### What is required
Could you restate the entries below word for word and leave the images out?
= Beginning of Section =
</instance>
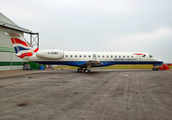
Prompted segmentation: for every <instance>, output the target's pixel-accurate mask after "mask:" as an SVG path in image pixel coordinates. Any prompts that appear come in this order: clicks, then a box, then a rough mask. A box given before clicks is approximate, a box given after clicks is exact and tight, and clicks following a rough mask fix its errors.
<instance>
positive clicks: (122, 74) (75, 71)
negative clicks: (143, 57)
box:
= End of Section =
### Written answer
</instance>
Prompted segmentation: for every <instance>, output the target's pixel-accurate mask after "mask:" as an SVG path in image pixel coordinates. Any prompts that appear come in this order: clicks, then a box, then a rough mask. A box given before clicks is approximate, a box given after clicks is exact and tight, and clicks following a rough mask fix its errors.
<instance>
positive clicks: (122, 74) (75, 71)
negative clicks: (143, 57)
box:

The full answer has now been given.